What is being asked. Copy out the lines from the one containing "As a courtesy, could you identify the house" up to and including the one containing "[174,234,311,314]", substituting "cottage" for "house" and keeping everything else the same.

Input rows.
- - - - - - -

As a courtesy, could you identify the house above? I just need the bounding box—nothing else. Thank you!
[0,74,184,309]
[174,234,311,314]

- - - - - - -

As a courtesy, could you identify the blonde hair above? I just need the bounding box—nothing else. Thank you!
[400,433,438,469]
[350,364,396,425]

- - - - - - -

Reply.
As a courtesy, could you identify the cottage above? I just need the bounding box—nothing else. Thank you!
[0,74,184,309]
[174,234,311,314]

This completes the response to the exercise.